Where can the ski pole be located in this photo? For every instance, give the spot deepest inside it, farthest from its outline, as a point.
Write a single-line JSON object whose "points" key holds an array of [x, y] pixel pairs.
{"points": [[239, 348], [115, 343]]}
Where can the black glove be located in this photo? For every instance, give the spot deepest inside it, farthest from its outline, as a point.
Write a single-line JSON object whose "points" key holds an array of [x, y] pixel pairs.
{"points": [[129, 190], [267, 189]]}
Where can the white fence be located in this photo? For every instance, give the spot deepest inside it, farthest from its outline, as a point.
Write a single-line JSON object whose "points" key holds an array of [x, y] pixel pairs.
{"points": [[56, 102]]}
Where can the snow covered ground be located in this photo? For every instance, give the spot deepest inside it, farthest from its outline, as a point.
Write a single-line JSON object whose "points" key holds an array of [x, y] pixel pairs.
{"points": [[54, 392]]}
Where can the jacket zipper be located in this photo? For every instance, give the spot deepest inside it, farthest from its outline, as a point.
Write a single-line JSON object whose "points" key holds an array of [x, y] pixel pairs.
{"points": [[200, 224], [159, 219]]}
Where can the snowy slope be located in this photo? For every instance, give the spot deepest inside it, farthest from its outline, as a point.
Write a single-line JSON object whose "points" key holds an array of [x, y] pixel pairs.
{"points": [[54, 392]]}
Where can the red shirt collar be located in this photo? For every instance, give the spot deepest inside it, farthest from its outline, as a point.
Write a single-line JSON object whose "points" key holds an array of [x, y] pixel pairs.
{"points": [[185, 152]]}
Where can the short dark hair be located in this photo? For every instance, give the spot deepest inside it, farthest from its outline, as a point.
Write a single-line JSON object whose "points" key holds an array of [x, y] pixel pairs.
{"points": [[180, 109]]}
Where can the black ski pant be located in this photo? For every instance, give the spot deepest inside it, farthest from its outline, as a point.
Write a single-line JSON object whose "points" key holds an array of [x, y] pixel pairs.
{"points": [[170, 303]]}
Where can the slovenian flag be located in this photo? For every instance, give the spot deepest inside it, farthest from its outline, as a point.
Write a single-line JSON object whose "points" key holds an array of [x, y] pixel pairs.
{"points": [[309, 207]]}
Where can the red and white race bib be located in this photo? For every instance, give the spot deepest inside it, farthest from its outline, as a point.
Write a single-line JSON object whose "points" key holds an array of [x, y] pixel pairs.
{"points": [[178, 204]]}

=-=-=

DIRECTIONS:
Rewrite the listing above as a JSON list of strings, with each line as one string and blank lines omitted.

THE ANSWER:
[
  "Where can the ski pole be located in this photo? For every instance, give the spot deepest inside it, farthest from its outline, as a point.",
  "Write a single-line JSON object whose \"points\" key holds an array of [x, y] pixel pairs.",
  "{\"points\": [[239, 348], [115, 343]]}",
  "Where can the black glove be located in this photo? For every instance, give the spot deepest inside it, farthest from its outline, as a point.",
  "Write a single-line JSON object whose \"points\" key holds an array of [x, y] pixel pairs.",
  "{\"points\": [[129, 190], [267, 189]]}",
  "Where can the white fence be located in this photo? For every instance, give the spot deepest inside it, farthest from its outline, as a point.",
  "Write a single-line JSON object whose \"points\" key holds an array of [x, y] pixel pairs.",
  "{\"points\": [[56, 102]]}",
  "Where can the snow covered ground be located in this photo? For every instance, give the spot deepest inside it, farthest from its outline, as a point.",
  "Write a single-line JSON object whose \"points\" key holds an array of [x, y] pixel pairs.",
  "{\"points\": [[54, 392]]}",
  "Where can the jacket zipper be located in this photo? For every instance, give the spot deepest inside it, farthest from its outline, as a point.",
  "Write a single-line JSON object whose \"points\" key holds an array of [x, y] pixel pairs.",
  "{\"points\": [[200, 224], [159, 219]]}",
  "Where can the snowy slope be located in this photo? For every instance, give the spot deepest inside it, farthest from its outline, as a point.",
  "Write a single-line JSON object whose \"points\" key holds an array of [x, y] pixel pairs.",
  "{\"points\": [[54, 392]]}",
  "Where can the red shirt collar be located in this photo? For every instance, give the spot deepest inside it, farthest from its outline, as a point.",
  "Write a single-line JSON object whose \"points\" key holds an array of [x, y] pixel pairs.",
  "{\"points\": [[185, 152]]}",
  "Where can the short dark hair be located in this photo? For every instance, give the spot deepest inside it, farthest from its outline, as a point.",
  "Write a single-line JSON object whose \"points\" key holds an array of [x, y] pixel pairs.",
  "{\"points\": [[180, 109]]}",
  "Where can the black ski pant be located in this photo? For every instance, give the spot deepest inside it, farthest from its outline, as a point.",
  "Write a single-line JSON object whose \"points\" key holds an array of [x, y] pixel pairs.",
  "{\"points\": [[170, 303]]}",
  "Where can the slovenian flag be located in this photo? For every instance, give the spot deepest inside it, farthest from its outline, as a point.",
  "Write a single-line JSON object whose \"points\" key holds an array of [x, y] pixel pairs.",
  "{\"points\": [[309, 207]]}",
  "Where can the red and white race bib be located in this photo? For every instance, give the spot deepest inside it, farthest from its outline, as a point.",
  "Write a single-line JSON object whose \"points\" key holds an array of [x, y] pixel pairs.",
  "{\"points\": [[178, 204]]}"
]